- Exercise: Starting from the beginning of the entries and stopping after the line that contains "80 L 63 119", write out those lines again, requests included. Multiply every number in the SVG answers (the viewBox size and the path coordinates) by 1.05, round each to a whole number with halves going up, and leave the pictures out.

## START Input for this task

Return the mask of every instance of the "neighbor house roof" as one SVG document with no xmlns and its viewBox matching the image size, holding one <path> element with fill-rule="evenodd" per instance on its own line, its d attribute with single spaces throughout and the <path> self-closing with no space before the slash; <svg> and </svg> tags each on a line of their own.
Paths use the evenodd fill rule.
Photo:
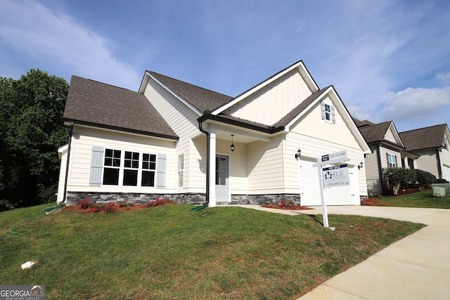
<svg viewBox="0 0 450 300">
<path fill-rule="evenodd" d="M 155 72 L 147 71 L 167 88 L 181 96 L 200 112 L 213 110 L 228 103 L 233 97 L 188 84 Z"/>
<path fill-rule="evenodd" d="M 70 80 L 63 119 L 178 140 L 143 95 L 77 76 L 72 76 Z"/>
<path fill-rule="evenodd" d="M 399 134 L 406 150 L 414 151 L 442 147 L 442 139 L 446 129 L 447 125 L 442 124 L 404 131 Z"/>
<path fill-rule="evenodd" d="M 368 143 L 380 142 L 385 138 L 392 123 L 391 121 L 387 121 L 374 125 L 364 125 L 359 128 Z"/>
</svg>

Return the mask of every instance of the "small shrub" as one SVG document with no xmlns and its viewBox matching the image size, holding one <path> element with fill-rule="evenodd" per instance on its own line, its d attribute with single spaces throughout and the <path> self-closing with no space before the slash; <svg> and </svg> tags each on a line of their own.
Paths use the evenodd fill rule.
<svg viewBox="0 0 450 300">
<path fill-rule="evenodd" d="M 98 210 L 96 211 L 114 213 L 117 211 L 117 207 L 120 207 L 120 204 L 117 204 L 115 202 L 110 202 L 108 204 L 98 205 Z"/>
<path fill-rule="evenodd" d="M 94 207 L 94 204 L 91 203 L 90 199 L 80 199 L 77 201 L 77 205 L 82 209 L 86 209 Z"/>
<path fill-rule="evenodd" d="M 280 202 L 280 207 L 283 209 L 289 210 L 300 210 L 304 209 L 304 207 L 300 204 L 296 204 L 293 201 L 282 200 Z"/>
<path fill-rule="evenodd" d="M 130 207 L 136 206 L 135 202 L 129 202 L 127 200 L 124 200 L 123 202 L 118 202 L 117 207 Z"/>
</svg>

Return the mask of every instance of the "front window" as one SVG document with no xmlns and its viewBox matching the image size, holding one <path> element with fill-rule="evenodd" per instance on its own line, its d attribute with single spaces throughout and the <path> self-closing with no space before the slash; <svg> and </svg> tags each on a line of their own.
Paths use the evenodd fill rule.
<svg viewBox="0 0 450 300">
<path fill-rule="evenodd" d="M 105 149 L 103 185 L 155 186 L 156 155 Z"/>
<path fill-rule="evenodd" d="M 330 104 L 322 102 L 321 103 L 321 110 L 322 114 L 322 119 L 329 123 L 336 122 L 336 116 L 335 114 L 335 107 Z"/>
<path fill-rule="evenodd" d="M 387 154 L 387 167 L 390 168 L 395 168 L 397 167 L 397 157 L 392 154 Z"/>
<path fill-rule="evenodd" d="M 155 170 L 156 169 L 156 155 L 144 153 L 142 159 L 142 186 L 155 186 Z"/>
<path fill-rule="evenodd" d="M 124 185 L 136 186 L 138 184 L 139 153 L 125 151 L 124 159 Z"/>
<path fill-rule="evenodd" d="M 331 121 L 331 107 L 329 105 L 325 105 L 325 119 Z"/>
<path fill-rule="evenodd" d="M 117 185 L 120 171 L 120 157 L 122 151 L 106 149 L 105 152 L 105 169 L 103 170 L 103 184 Z"/>
<path fill-rule="evenodd" d="M 178 155 L 178 186 L 182 187 L 184 177 L 184 155 Z"/>
</svg>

## END Input for this task

- In response:
Return the mask of every instance of the "neighbor house roof" as one SVG document with no xmlns and its viewBox matching the image size, holding one <path> element with fill-rule="evenodd" per instance on its own line, its d attribute with single spaces throughout and the <path> self-closing with no space before the slash; <svg> and </svg> tags each on a line of their own.
Paths use the evenodd fill rule.
Photo:
<svg viewBox="0 0 473 315">
<path fill-rule="evenodd" d="M 163 76 L 154 75 L 175 92 L 190 101 L 210 118 L 224 116 L 239 108 L 245 102 L 197 88 Z"/>
<path fill-rule="evenodd" d="M 74 84 L 66 125 L 187 147 L 150 100 L 81 80 L 76 80 Z"/>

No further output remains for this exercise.